EP1403514B1

EP1403514B1 - Shoe for a hydraulic apparatus and manufacturing method thereof

Info

Publication number: EP1403514B1
Application number: EP03014643A
Authority: EP
Inventors: Yoshitomo Ishizaki
Original assignee: Takako Industries Inc
Current assignee: Takako Industries Inc
Priority date: 2002-09-26
Filing date: 2003-06-26
Publication date: 2012-08-01
Anticipated expiration: 2023-06-26
Also published as: US6877418B2; JP2004116383A; EP1403514A2; JP4209163B2; EP1403514A3; US20040060433A1

Description

BACKGROUND OF THE INVENTION

1. Field of the Invention

The present invention relates to a shoe for a hydraulic apparatus, and manufacturing method thereof.

2. Description of the Related Art

A conventional shoe used in a hydraulic apparatus such as a swash plate type axial piston pump and disposed between a piston and a swash plate was manufactured according to steps shown in Figs. 36 through 47. Specifically, Fig. 36 shows a material to be processed, provided with a sliding-contact plate laminated on one surface thereof in one united body. Figs. 37, 38 show two turning steps on an NC lathe; Figs. 39, 40 show a process of welding a sphere to the main body; Fig. 41 shows a process of scraping an end portion of the sphere to make a bore; Fig. 42 shows a heat treatment (soft nitriding by gas) process and vibrating barrel process. The following Figs. 43, 44 show two process of punching the sphere and the main body; Fig. 45 shows a process of scraping an end portion on an NC lathe; Fig. 46 shows a process of lapping a surface; and Fig. 47 shows a process of combining with a piston.

> **Instruction 1**: In the shoe patent page, list every publication number given under "Also published as".
> **Instruction 2**: Write the next paragraph of the hydraulic shoe patent description, picking up after its final sentence about Fig. 47.
These records come from a different source than the patent text.

Dataset excerpt
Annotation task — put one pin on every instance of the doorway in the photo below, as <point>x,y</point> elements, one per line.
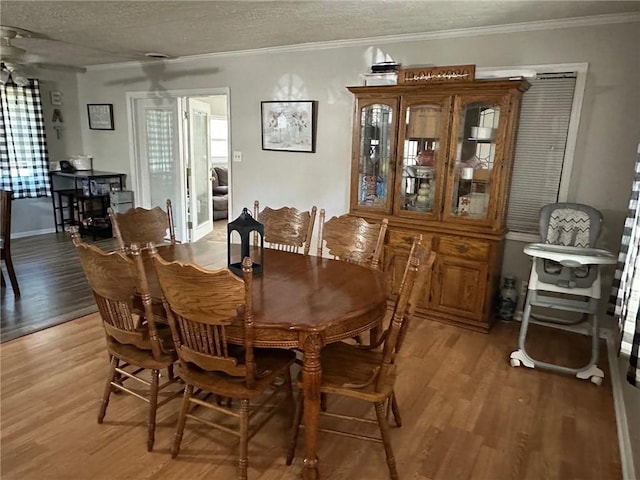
<point>173,153</point>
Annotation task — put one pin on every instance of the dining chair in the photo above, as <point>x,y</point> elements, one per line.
<point>201,304</point>
<point>352,239</point>
<point>368,373</point>
<point>135,345</point>
<point>286,228</point>
<point>6,198</point>
<point>140,225</point>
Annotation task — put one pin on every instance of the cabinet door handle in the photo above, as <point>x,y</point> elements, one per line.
<point>408,240</point>
<point>462,248</point>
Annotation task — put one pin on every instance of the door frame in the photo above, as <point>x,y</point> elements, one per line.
<point>135,183</point>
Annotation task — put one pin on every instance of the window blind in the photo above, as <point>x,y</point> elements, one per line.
<point>540,149</point>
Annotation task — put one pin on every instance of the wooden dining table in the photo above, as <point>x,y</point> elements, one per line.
<point>299,301</point>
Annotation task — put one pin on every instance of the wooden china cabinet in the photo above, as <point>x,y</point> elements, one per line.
<point>435,159</point>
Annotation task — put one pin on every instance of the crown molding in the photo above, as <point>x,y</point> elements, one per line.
<point>410,37</point>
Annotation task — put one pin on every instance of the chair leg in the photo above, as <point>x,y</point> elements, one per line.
<point>386,440</point>
<point>323,402</point>
<point>153,407</point>
<point>181,421</point>
<point>295,429</point>
<point>395,409</point>
<point>290,396</point>
<point>12,276</point>
<point>244,438</point>
<point>107,389</point>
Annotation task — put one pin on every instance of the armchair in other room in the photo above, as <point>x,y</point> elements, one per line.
<point>220,179</point>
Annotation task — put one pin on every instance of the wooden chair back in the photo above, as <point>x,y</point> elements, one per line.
<point>352,239</point>
<point>140,225</point>
<point>6,198</point>
<point>286,228</point>
<point>114,281</point>
<point>419,265</point>
<point>200,305</point>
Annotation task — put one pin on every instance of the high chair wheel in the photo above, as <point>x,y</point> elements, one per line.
<point>596,380</point>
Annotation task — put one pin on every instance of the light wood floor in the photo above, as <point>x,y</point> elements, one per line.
<point>466,412</point>
<point>54,288</point>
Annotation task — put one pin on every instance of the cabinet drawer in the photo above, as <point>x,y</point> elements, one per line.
<point>463,247</point>
<point>399,238</point>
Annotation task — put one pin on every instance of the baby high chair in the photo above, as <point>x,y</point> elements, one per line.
<point>565,263</point>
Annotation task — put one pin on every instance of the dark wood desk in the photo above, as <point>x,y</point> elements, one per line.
<point>300,302</point>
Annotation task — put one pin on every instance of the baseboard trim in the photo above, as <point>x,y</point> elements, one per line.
<point>622,424</point>
<point>33,233</point>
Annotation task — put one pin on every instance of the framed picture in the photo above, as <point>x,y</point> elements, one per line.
<point>100,116</point>
<point>289,126</point>
<point>56,98</point>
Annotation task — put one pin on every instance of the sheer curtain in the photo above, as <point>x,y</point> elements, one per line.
<point>24,162</point>
<point>627,283</point>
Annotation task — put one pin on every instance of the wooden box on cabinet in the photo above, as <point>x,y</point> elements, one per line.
<point>456,199</point>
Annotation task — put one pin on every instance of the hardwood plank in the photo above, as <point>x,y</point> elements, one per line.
<point>54,288</point>
<point>487,421</point>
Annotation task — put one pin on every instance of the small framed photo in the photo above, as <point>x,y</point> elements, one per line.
<point>100,116</point>
<point>289,126</point>
<point>56,98</point>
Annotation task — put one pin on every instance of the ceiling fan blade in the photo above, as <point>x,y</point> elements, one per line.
<point>59,67</point>
<point>7,31</point>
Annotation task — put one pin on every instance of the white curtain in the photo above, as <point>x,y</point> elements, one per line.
<point>627,284</point>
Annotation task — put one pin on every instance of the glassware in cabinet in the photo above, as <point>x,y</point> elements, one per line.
<point>375,155</point>
<point>421,154</point>
<point>475,159</point>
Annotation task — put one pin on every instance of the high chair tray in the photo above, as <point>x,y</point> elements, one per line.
<point>565,254</point>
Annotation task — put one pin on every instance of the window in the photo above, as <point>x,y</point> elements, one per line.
<point>545,147</point>
<point>219,139</point>
<point>23,146</point>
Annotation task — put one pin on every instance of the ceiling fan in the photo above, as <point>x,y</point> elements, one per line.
<point>15,62</point>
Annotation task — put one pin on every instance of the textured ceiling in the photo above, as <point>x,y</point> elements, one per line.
<point>86,33</point>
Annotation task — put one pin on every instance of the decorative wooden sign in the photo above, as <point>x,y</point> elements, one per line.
<point>452,73</point>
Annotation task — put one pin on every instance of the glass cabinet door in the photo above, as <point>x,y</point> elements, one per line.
<point>376,155</point>
<point>476,153</point>
<point>422,148</point>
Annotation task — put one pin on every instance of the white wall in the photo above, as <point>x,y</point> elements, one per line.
<point>605,153</point>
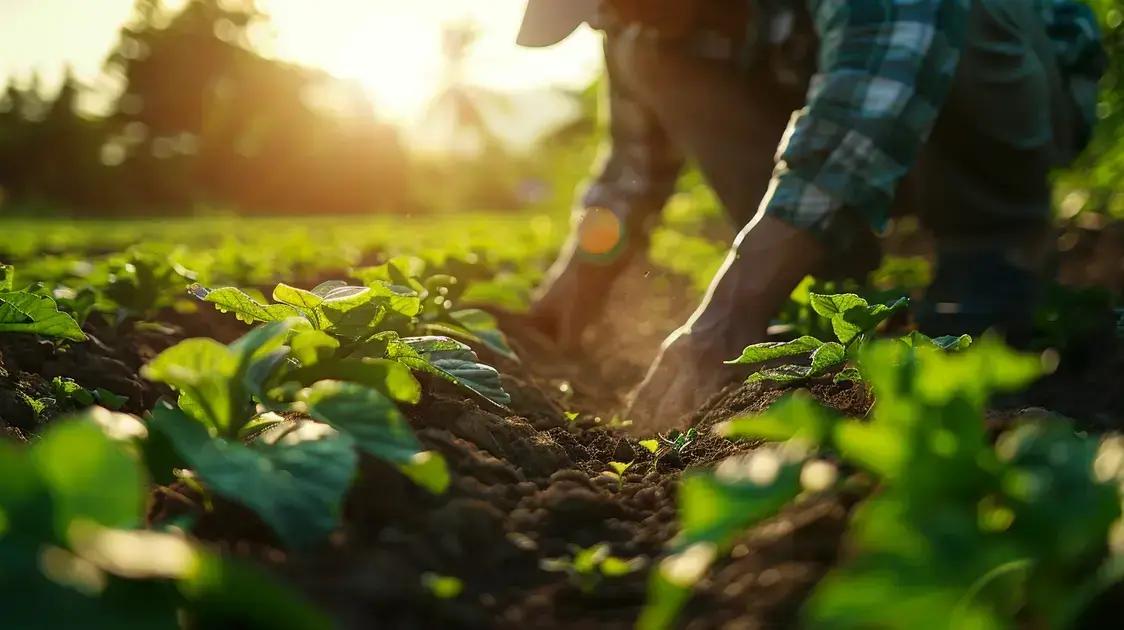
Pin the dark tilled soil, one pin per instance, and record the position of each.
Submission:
(524, 492)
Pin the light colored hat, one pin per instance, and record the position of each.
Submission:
(549, 21)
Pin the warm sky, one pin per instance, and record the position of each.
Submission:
(392, 46)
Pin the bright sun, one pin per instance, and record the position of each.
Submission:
(397, 57)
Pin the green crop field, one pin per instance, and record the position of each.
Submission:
(235, 421)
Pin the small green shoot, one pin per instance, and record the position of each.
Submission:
(24, 312)
(616, 471)
(853, 322)
(442, 586)
(588, 568)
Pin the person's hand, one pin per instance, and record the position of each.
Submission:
(578, 285)
(689, 370)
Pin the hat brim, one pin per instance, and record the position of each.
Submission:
(546, 23)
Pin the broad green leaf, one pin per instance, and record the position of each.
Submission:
(23, 312)
(244, 596)
(353, 312)
(953, 343)
(366, 415)
(485, 326)
(453, 361)
(324, 288)
(769, 351)
(742, 491)
(391, 378)
(25, 503)
(429, 470)
(849, 375)
(826, 358)
(306, 303)
(875, 447)
(783, 375)
(298, 298)
(833, 305)
(986, 368)
(205, 374)
(798, 415)
(402, 300)
(217, 591)
(90, 477)
(949, 343)
(296, 485)
(229, 299)
(216, 381)
(311, 347)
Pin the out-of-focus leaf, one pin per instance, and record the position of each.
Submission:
(7, 278)
(229, 299)
(89, 477)
(485, 326)
(296, 485)
(429, 470)
(391, 378)
(769, 351)
(23, 312)
(453, 361)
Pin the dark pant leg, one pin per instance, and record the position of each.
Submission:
(726, 118)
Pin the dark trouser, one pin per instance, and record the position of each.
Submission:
(980, 183)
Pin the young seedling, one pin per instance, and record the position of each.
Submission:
(617, 471)
(679, 441)
(295, 477)
(341, 325)
(853, 322)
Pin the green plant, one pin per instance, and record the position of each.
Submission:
(72, 554)
(680, 440)
(218, 429)
(66, 390)
(588, 568)
(344, 325)
(139, 282)
(852, 321)
(616, 473)
(24, 312)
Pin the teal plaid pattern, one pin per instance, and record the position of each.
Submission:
(885, 71)
(1072, 27)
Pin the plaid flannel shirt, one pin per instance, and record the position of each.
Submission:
(885, 70)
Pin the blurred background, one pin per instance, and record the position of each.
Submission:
(188, 107)
(151, 107)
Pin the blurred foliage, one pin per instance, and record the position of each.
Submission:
(1091, 185)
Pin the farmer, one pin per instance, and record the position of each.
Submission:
(815, 122)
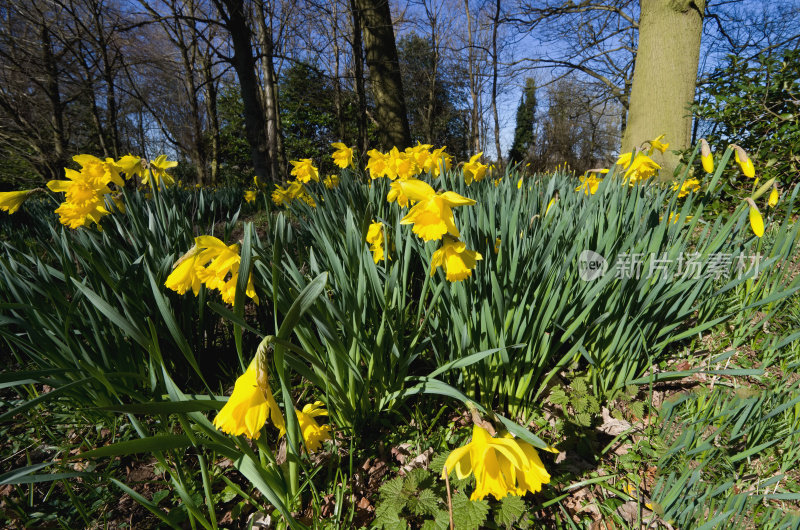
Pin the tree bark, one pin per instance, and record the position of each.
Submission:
(384, 72)
(664, 76)
(358, 72)
(270, 91)
(244, 63)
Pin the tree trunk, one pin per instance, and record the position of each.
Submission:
(664, 76)
(270, 92)
(475, 135)
(58, 160)
(245, 65)
(384, 72)
(358, 73)
(210, 86)
(495, 61)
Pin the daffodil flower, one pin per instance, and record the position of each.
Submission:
(10, 201)
(705, 156)
(455, 259)
(502, 466)
(250, 405)
(432, 216)
(744, 162)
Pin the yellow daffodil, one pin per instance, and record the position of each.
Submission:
(705, 156)
(158, 168)
(656, 145)
(303, 170)
(343, 156)
(377, 164)
(432, 216)
(502, 466)
(375, 240)
(756, 220)
(550, 205)
(396, 194)
(455, 259)
(213, 263)
(313, 433)
(250, 406)
(474, 170)
(589, 184)
(688, 186)
(744, 162)
(331, 181)
(10, 201)
(640, 168)
(130, 165)
(421, 155)
(84, 197)
(99, 172)
(280, 196)
(773, 197)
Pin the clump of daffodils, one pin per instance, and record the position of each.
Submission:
(88, 192)
(431, 213)
(212, 263)
(501, 465)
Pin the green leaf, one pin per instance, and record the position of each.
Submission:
(160, 442)
(467, 514)
(509, 511)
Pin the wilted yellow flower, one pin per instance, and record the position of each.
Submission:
(744, 162)
(657, 145)
(303, 170)
(130, 165)
(375, 240)
(642, 167)
(432, 216)
(10, 201)
(280, 196)
(705, 156)
(455, 259)
(589, 184)
(331, 181)
(343, 156)
(474, 170)
(773, 197)
(313, 433)
(502, 466)
(688, 186)
(249, 406)
(756, 220)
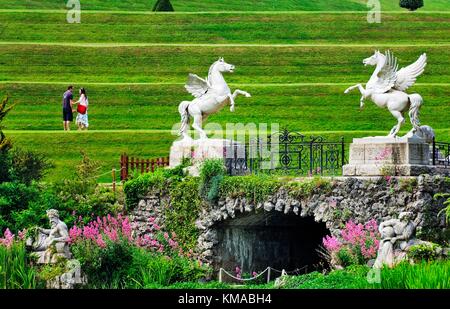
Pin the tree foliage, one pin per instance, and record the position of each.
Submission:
(411, 5)
(163, 6)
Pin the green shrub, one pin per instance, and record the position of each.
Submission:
(15, 270)
(27, 166)
(105, 267)
(425, 275)
(256, 188)
(159, 180)
(163, 6)
(446, 210)
(350, 278)
(212, 172)
(150, 270)
(5, 143)
(411, 5)
(304, 189)
(423, 252)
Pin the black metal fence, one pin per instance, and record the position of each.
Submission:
(290, 153)
(441, 154)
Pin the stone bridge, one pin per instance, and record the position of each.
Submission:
(285, 232)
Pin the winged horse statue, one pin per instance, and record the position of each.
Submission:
(211, 95)
(386, 88)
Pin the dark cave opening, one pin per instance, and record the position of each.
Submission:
(254, 242)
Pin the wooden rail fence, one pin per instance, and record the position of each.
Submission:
(130, 165)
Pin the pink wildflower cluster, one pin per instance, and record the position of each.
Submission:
(8, 239)
(158, 240)
(331, 243)
(119, 228)
(357, 238)
(106, 227)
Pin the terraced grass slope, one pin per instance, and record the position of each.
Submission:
(211, 5)
(134, 66)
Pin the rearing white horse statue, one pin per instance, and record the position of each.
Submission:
(386, 88)
(211, 95)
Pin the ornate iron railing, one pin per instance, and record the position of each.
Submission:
(441, 154)
(288, 153)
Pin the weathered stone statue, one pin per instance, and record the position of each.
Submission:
(51, 244)
(397, 236)
(211, 95)
(387, 86)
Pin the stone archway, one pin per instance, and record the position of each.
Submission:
(257, 240)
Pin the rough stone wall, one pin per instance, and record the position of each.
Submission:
(357, 199)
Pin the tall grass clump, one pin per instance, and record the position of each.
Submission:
(15, 270)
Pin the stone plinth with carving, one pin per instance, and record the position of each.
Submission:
(377, 156)
(200, 150)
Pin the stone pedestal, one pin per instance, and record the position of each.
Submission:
(378, 156)
(202, 149)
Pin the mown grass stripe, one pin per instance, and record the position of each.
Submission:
(176, 84)
(158, 131)
(50, 11)
(275, 45)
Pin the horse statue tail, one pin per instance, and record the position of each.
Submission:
(183, 110)
(416, 102)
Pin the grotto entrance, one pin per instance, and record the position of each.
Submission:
(254, 242)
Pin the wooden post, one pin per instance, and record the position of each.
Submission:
(114, 179)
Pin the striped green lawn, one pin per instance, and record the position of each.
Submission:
(229, 5)
(296, 66)
(155, 107)
(226, 28)
(255, 65)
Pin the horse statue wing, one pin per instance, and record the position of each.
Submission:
(407, 76)
(196, 86)
(388, 74)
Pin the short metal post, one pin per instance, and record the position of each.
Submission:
(114, 179)
(434, 150)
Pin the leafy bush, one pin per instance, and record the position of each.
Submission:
(160, 180)
(15, 269)
(446, 210)
(183, 210)
(163, 6)
(5, 143)
(304, 189)
(411, 5)
(212, 172)
(425, 275)
(351, 278)
(111, 257)
(423, 252)
(356, 244)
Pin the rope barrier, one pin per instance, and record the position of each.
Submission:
(268, 269)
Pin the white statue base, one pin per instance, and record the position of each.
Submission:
(382, 156)
(200, 150)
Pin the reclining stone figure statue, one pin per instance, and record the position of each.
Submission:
(50, 244)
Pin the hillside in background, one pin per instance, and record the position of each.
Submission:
(228, 5)
(134, 67)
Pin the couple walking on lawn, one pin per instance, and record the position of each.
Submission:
(68, 110)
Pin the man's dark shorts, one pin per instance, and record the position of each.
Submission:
(67, 114)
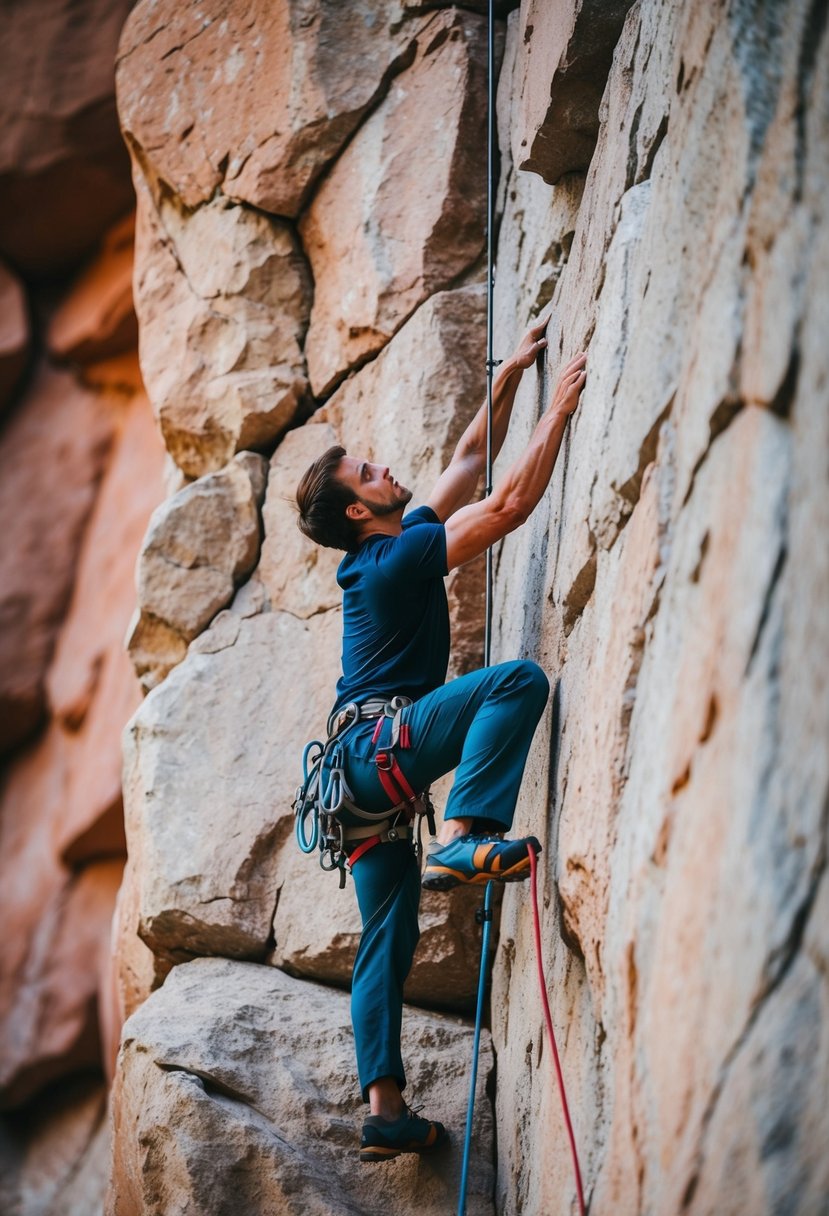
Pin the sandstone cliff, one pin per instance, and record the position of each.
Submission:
(309, 269)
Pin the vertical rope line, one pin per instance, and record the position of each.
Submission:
(488, 617)
(490, 283)
(475, 1047)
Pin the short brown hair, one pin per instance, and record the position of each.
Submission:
(322, 500)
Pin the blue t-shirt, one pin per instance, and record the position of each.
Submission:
(395, 617)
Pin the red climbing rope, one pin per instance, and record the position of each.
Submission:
(536, 922)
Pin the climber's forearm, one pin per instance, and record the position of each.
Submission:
(472, 529)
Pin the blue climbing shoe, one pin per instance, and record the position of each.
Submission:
(384, 1138)
(478, 859)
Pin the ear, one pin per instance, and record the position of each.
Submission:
(356, 511)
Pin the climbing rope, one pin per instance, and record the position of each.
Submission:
(485, 913)
(551, 1032)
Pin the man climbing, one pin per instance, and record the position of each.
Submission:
(395, 645)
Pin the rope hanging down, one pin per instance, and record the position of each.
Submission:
(485, 913)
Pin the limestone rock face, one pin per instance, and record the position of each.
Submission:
(91, 687)
(55, 952)
(298, 575)
(13, 335)
(60, 133)
(232, 703)
(400, 215)
(560, 80)
(223, 302)
(96, 320)
(191, 103)
(51, 459)
(254, 1071)
(670, 561)
(199, 545)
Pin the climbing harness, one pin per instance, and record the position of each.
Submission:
(485, 912)
(325, 792)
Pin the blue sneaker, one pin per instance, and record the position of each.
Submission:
(478, 859)
(385, 1138)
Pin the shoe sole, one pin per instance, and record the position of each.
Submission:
(441, 878)
(374, 1153)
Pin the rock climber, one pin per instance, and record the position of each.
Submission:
(395, 643)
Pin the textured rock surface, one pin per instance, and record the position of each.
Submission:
(96, 320)
(400, 214)
(60, 131)
(559, 82)
(232, 704)
(91, 687)
(253, 1069)
(191, 106)
(223, 300)
(43, 514)
(55, 953)
(199, 545)
(672, 583)
(13, 335)
(686, 842)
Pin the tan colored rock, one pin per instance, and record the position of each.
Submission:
(199, 545)
(567, 51)
(63, 169)
(91, 686)
(401, 213)
(96, 320)
(232, 703)
(683, 934)
(223, 298)
(13, 335)
(133, 964)
(189, 97)
(56, 1154)
(57, 940)
(298, 575)
(52, 455)
(251, 1065)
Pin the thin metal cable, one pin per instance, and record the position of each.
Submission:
(488, 615)
(490, 285)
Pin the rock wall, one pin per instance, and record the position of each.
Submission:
(80, 472)
(309, 234)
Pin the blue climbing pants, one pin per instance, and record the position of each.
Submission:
(481, 725)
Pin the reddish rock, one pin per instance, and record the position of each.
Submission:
(190, 96)
(401, 213)
(52, 454)
(54, 1154)
(57, 925)
(13, 333)
(567, 50)
(63, 169)
(96, 320)
(91, 687)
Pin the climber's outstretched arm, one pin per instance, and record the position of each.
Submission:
(472, 530)
(458, 483)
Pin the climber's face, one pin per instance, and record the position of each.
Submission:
(373, 485)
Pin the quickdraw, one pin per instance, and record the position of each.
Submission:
(325, 792)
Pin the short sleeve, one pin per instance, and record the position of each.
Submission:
(419, 552)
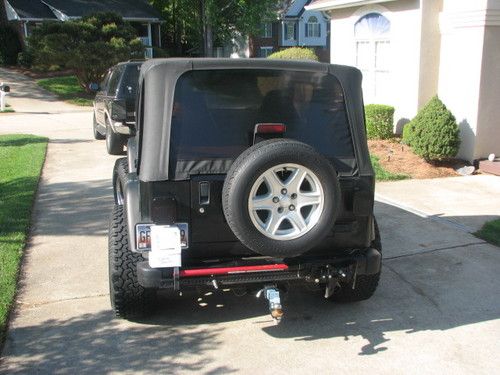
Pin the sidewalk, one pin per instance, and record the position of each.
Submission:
(464, 202)
(27, 97)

> **Output 1**: US6877418B2; JP2004116383A; EP1403514A2; JP4209163B2; EP1403514A3; US20040060433A1

> **Output 2**:
However, since such conventional manufacturing process consists of processing a main body laminated with a sliding-contact plate in order to manufacture a shoe, it has disadvantages such as large dimensions of the material to be processes, considerable material loss through the process, complication of manufacturing process, etc. all of which leads to a high production cost.
On the other hand, a method was proposed wherein a main body and a sliding-contact plate are separated, and the sliding-contact plate is processed to become a bimetal and fitted to the main body (as disclosed in JP-A No. 2000-170645 ), however the sliding-contact plate is prone to come off from the main body because of vibration etc. during operation, since the sliding-contact plate is merely fitted to the main body. This could lead to an idea of welding the sliding-contact plate to the main body, but such method is not preferable either because the sliding-contact surface may become uneven owing to the welding process.
Furthermore, a shoe according to the preamble of claim 1 is shown in US 5,983,776 A , considered as the closest prior art. Further shoes are disclosed in FR 1486 194 A , EP 0 851 120 A2 and GB 1 355 325 A , respectively.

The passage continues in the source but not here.